## Task directions
In the records below, locate the line containing "Target: overcast sky"; output that line and every following line through the last, exactly.

── Dataset content

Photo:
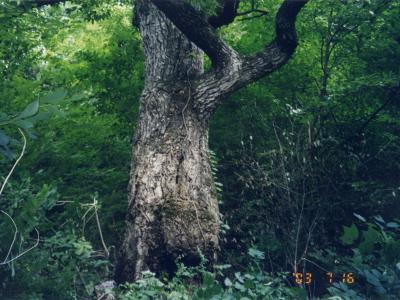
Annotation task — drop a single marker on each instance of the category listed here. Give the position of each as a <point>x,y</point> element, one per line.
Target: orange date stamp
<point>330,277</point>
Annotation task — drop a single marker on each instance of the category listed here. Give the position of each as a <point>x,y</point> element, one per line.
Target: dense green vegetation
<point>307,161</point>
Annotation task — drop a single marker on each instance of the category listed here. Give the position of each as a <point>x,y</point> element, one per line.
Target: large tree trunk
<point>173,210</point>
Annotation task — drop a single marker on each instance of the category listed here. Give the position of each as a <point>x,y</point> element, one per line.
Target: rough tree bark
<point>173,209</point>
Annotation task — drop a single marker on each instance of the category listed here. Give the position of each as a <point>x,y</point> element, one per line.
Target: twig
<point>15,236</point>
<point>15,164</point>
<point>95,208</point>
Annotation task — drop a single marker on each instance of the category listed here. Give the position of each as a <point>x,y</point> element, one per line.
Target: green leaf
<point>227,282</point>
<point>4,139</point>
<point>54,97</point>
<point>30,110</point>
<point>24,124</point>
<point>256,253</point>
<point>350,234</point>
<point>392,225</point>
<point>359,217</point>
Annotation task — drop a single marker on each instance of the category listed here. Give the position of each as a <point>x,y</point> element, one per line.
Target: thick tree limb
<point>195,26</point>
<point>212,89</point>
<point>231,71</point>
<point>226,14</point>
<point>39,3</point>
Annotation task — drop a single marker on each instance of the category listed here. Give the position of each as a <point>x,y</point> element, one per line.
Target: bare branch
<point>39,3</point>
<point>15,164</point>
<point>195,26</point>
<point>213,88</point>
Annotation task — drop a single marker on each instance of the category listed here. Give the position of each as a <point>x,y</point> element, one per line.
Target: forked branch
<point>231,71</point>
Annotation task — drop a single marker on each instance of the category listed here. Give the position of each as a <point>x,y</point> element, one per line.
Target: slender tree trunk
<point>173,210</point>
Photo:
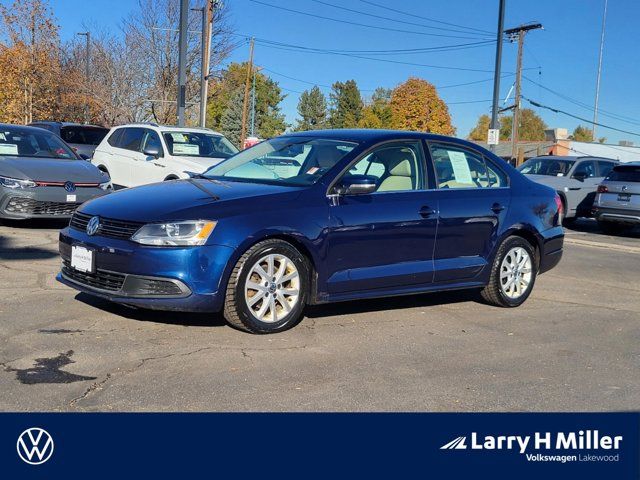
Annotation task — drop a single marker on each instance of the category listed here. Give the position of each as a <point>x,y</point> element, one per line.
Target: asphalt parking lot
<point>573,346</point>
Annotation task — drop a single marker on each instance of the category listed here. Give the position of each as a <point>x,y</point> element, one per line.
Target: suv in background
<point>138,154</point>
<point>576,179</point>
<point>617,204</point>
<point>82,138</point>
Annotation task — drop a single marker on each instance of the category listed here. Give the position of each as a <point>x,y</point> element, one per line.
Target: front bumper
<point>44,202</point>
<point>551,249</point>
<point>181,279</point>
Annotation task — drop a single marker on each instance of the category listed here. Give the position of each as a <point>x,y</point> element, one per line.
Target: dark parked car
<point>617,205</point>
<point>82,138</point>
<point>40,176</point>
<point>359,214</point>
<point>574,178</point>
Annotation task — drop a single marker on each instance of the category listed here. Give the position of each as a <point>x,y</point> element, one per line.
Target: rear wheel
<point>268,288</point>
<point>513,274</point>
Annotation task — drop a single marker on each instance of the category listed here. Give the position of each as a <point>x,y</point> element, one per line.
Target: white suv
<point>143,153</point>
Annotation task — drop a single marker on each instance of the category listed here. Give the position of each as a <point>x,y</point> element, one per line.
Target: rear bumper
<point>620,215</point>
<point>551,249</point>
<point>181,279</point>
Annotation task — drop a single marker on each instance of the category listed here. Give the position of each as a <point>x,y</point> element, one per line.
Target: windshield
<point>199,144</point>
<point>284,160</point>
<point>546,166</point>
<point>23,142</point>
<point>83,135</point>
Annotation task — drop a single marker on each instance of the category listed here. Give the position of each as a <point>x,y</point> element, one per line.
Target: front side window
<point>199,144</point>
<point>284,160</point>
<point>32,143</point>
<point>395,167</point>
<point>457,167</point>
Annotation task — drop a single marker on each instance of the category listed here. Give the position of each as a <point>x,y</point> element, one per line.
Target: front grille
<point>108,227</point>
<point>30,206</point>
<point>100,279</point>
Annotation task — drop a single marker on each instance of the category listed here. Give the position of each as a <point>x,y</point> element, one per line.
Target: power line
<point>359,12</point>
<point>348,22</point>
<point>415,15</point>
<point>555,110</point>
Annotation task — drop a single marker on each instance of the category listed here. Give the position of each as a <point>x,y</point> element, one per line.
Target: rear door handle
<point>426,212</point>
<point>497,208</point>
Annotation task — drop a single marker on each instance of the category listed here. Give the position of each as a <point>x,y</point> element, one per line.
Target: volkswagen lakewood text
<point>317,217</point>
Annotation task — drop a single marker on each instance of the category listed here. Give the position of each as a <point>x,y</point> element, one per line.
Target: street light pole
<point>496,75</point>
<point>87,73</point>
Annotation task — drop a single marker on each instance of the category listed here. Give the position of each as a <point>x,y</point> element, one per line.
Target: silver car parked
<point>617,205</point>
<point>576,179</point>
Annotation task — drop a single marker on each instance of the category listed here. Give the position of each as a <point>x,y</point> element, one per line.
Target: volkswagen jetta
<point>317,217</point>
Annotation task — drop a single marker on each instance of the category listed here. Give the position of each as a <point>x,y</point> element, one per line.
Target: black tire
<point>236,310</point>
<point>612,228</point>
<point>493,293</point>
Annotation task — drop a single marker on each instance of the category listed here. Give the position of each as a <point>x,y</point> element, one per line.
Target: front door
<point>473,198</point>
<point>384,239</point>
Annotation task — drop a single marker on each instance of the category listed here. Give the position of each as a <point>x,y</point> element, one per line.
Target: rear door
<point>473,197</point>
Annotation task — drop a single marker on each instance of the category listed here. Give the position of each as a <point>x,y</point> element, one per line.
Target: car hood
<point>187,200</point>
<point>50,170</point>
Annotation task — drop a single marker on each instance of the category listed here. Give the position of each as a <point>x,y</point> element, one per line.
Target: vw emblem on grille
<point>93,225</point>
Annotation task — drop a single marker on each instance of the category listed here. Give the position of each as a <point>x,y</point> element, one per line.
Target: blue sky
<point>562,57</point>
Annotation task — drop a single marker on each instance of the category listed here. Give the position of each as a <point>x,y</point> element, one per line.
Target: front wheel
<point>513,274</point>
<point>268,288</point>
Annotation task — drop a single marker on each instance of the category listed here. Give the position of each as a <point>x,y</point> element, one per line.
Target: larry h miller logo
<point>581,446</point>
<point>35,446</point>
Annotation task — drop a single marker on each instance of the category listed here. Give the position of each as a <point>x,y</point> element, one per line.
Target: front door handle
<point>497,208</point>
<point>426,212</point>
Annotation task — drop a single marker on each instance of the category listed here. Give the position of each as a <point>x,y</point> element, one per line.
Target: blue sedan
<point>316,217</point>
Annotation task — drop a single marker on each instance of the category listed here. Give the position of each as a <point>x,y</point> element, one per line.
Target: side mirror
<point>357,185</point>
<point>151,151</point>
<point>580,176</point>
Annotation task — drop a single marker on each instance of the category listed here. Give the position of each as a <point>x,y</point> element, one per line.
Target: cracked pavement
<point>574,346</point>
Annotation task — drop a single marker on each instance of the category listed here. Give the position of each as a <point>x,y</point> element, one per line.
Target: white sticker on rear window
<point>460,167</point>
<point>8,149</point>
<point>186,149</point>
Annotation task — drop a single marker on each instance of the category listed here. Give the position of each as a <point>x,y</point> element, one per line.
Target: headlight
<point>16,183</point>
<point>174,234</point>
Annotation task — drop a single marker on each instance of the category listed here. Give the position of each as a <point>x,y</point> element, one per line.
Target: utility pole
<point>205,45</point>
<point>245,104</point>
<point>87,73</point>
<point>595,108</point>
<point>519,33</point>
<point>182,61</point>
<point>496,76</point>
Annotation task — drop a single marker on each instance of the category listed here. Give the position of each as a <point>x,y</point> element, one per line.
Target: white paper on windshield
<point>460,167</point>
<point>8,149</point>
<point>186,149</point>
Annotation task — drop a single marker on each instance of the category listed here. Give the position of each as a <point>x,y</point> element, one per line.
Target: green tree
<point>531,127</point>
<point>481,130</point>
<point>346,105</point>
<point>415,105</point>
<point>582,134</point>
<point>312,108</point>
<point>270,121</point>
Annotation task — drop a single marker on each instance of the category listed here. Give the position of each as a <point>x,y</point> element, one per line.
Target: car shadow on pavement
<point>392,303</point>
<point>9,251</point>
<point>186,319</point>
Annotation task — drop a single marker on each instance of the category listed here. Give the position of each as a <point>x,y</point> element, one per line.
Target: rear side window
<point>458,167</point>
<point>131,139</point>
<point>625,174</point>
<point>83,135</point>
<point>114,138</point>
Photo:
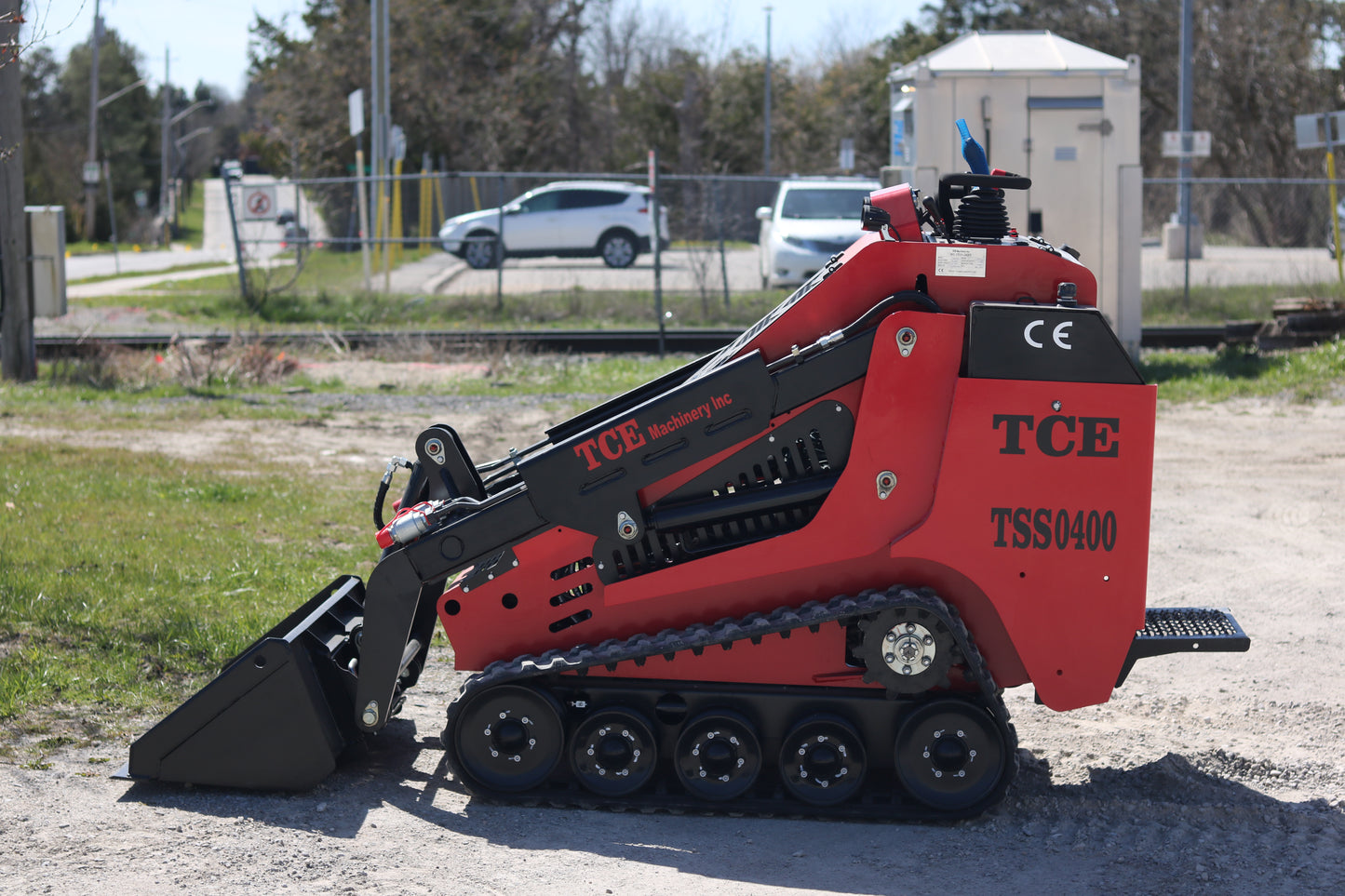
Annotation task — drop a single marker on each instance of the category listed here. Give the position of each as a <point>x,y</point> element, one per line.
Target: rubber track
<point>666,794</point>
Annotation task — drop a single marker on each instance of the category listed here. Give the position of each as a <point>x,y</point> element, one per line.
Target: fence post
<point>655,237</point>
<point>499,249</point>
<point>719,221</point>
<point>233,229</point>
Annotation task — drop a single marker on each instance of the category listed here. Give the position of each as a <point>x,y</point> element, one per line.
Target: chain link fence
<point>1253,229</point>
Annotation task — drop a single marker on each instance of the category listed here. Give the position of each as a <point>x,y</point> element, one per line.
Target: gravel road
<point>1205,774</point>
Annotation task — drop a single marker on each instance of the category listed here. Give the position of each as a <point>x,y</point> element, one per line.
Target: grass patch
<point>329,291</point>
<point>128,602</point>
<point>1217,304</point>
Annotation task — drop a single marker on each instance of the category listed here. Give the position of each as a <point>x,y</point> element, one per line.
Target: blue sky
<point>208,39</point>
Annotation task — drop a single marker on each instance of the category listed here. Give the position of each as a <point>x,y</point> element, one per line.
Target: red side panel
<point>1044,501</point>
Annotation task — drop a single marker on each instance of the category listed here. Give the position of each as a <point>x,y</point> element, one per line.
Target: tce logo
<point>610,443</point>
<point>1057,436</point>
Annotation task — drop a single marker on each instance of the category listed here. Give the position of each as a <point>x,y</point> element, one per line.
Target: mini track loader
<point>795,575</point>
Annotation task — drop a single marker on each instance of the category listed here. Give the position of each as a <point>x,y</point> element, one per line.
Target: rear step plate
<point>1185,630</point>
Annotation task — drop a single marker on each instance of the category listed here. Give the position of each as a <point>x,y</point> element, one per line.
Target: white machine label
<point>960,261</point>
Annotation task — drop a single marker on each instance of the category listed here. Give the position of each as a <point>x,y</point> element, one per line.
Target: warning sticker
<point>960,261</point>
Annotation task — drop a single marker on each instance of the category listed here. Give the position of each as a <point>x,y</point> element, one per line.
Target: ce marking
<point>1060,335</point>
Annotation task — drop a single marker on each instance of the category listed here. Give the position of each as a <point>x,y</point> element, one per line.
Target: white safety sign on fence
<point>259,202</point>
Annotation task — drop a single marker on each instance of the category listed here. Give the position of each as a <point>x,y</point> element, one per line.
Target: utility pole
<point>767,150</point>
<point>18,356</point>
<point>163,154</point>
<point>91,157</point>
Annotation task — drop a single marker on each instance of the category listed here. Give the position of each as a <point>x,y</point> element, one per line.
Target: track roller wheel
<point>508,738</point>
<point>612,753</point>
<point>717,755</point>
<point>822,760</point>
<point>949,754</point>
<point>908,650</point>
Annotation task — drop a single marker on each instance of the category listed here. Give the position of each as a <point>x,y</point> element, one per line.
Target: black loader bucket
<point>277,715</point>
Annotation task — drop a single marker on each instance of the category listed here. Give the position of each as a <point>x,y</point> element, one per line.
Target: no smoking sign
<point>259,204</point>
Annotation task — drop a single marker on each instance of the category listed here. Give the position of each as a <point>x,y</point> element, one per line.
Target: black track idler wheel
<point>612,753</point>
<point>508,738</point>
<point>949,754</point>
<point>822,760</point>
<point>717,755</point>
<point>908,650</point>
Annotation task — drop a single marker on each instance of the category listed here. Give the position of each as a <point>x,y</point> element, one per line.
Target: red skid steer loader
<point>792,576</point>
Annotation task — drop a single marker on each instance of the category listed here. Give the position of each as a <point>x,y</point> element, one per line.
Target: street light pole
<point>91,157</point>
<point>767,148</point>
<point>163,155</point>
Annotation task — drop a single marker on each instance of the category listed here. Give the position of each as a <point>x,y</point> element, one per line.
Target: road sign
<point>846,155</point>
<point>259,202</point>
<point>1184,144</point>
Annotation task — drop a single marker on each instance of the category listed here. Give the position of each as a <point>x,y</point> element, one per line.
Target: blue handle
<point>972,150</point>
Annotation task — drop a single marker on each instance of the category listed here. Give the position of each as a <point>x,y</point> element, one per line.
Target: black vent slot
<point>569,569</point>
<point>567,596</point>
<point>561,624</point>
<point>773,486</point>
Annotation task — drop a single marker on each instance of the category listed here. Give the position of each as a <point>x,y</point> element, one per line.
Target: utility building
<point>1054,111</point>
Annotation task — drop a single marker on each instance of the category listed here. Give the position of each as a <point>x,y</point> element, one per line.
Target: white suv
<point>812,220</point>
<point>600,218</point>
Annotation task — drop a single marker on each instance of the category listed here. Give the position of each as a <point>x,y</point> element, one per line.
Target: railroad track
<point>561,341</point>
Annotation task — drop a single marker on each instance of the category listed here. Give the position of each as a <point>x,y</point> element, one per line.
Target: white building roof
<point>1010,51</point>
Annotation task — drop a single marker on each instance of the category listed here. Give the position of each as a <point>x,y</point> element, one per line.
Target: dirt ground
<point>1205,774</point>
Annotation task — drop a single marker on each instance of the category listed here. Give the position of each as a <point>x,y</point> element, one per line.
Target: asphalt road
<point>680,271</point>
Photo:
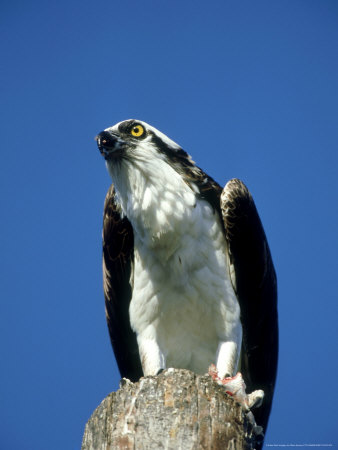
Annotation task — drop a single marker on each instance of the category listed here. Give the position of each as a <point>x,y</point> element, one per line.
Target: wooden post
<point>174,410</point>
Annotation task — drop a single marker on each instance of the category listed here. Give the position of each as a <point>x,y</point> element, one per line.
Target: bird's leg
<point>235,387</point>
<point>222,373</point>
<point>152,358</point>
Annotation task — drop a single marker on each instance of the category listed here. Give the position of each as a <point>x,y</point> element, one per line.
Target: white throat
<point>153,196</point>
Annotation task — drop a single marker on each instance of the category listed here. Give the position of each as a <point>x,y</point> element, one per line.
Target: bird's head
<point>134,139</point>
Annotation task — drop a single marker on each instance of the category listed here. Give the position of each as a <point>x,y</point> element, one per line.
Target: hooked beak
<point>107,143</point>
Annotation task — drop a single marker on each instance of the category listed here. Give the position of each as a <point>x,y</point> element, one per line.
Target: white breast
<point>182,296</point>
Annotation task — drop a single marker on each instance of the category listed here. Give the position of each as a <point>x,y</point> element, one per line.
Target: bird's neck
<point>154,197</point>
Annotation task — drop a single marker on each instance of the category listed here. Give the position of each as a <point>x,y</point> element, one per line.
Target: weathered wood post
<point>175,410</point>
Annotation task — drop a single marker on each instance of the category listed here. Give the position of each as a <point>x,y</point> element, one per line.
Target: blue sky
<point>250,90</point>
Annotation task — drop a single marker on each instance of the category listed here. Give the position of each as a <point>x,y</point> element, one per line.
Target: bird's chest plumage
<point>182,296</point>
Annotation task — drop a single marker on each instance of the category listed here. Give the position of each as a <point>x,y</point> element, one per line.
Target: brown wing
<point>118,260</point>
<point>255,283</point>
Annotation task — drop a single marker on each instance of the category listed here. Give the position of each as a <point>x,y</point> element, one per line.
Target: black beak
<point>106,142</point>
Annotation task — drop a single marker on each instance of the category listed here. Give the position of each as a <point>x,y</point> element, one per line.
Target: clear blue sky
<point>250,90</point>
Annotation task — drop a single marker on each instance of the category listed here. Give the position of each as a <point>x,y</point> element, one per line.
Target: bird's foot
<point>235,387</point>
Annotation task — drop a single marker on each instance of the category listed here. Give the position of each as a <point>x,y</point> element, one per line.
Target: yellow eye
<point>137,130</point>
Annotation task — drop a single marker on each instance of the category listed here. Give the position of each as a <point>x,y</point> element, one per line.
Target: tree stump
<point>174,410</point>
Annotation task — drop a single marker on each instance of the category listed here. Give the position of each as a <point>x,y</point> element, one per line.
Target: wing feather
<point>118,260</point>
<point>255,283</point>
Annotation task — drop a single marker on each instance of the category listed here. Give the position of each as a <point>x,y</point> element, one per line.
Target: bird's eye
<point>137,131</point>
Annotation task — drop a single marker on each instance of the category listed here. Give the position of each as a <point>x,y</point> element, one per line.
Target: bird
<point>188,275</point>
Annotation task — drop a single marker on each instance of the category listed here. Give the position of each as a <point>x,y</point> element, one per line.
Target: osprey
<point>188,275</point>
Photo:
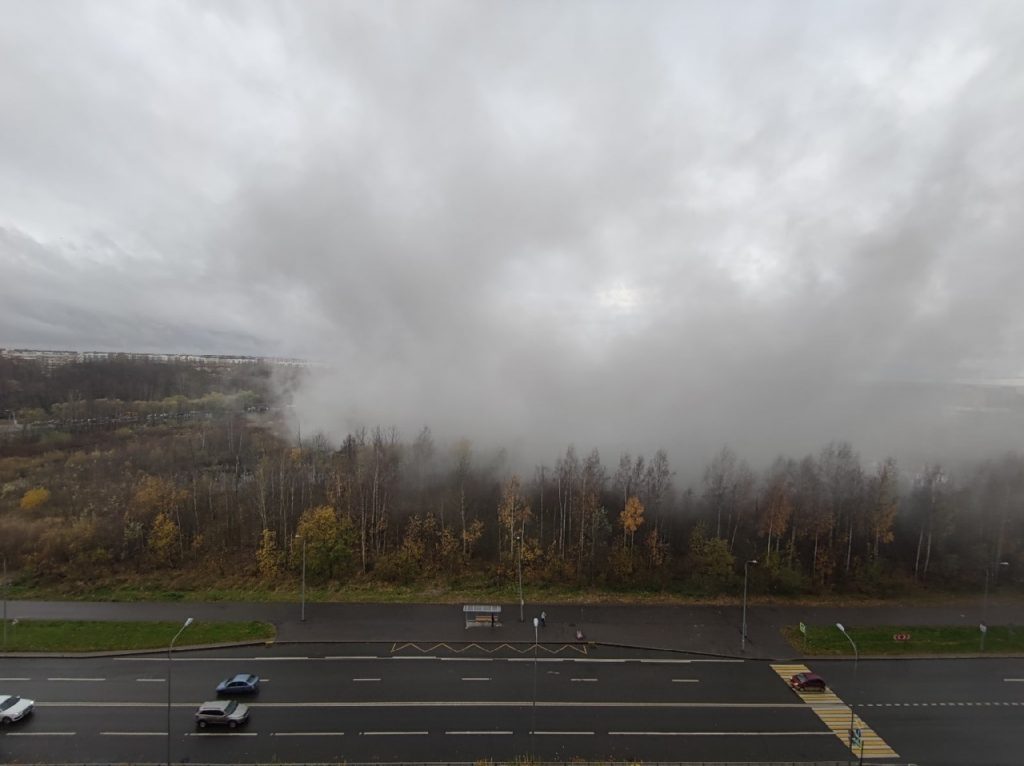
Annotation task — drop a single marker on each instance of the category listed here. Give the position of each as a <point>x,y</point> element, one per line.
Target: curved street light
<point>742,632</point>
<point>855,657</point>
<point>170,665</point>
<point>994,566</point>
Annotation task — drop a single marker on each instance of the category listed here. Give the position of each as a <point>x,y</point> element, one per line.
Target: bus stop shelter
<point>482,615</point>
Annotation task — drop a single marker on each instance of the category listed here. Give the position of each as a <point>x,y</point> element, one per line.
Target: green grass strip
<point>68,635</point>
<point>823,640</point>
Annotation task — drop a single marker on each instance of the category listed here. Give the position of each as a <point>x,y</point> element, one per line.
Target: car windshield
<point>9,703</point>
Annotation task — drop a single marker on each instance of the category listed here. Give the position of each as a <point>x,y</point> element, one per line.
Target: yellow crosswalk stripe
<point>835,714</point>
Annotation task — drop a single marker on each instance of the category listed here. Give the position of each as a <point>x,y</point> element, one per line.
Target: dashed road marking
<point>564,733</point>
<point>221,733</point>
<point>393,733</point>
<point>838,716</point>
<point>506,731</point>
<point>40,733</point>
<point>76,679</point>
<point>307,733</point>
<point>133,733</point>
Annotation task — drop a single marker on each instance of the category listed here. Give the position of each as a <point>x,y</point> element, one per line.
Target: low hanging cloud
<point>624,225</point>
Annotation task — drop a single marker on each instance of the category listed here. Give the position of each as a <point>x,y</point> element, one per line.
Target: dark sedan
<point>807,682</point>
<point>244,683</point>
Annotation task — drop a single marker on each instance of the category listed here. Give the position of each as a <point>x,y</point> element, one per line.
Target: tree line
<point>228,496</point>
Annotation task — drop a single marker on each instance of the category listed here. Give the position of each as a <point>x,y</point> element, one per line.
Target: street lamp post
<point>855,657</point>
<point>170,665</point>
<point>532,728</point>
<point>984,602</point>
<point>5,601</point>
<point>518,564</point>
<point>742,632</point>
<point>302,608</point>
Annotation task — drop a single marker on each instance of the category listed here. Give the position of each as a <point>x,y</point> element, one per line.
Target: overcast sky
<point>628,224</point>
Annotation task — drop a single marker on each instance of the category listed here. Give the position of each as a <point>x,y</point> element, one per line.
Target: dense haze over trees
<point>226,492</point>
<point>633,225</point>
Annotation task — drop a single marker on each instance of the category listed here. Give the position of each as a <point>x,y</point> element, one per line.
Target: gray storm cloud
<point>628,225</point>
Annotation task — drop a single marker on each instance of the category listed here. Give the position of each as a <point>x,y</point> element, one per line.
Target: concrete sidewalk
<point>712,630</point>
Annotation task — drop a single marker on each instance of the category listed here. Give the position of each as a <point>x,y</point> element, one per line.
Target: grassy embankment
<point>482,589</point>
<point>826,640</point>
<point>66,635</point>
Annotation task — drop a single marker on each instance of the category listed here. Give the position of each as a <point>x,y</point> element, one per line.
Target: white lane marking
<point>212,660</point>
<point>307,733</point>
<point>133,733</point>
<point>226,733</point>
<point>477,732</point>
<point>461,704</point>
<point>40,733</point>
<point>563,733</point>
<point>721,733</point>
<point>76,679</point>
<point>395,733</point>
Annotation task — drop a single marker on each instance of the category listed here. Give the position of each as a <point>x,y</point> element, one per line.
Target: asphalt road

────

## Solution for this problem
Target: overcast sky
<point>628,224</point>
Annotation task — drop a single marker on each instance of the category listed here. Give the position of each as a <point>x,y</point> element, one per line.
Target: dense haze over trees
<point>226,492</point>
<point>633,225</point>
Annotation task — drop a single marker on each instance of the category listed here. Give the position of each as a <point>x,y</point> element, one per line.
Target: gray storm cloud
<point>628,225</point>
Annotation task — drop a single marker on each instance of the category listed here. Give the position of each as a <point>x,y</point> element, one per line.
Target: concrete sidewalk
<point>712,630</point>
Annotation task — drop a single marker on each instance of the category listed here. Give the position of each as a <point>x,y</point> element, one per line.
Target: grassy embankment
<point>482,589</point>
<point>826,640</point>
<point>66,635</point>
Annotation task — drop a single marker on each instance of the category listed here. Give the position of each as a <point>x,y</point> element, one per line.
Target: white lane marking
<point>212,660</point>
<point>307,733</point>
<point>133,733</point>
<point>226,733</point>
<point>477,732</point>
<point>461,704</point>
<point>40,733</point>
<point>563,733</point>
<point>721,733</point>
<point>76,679</point>
<point>395,733</point>
Annotation task — drop a single marker on each instance of the category listed here. Give the position of each as a <point>x,y</point> element, one per line.
Target: asphalt road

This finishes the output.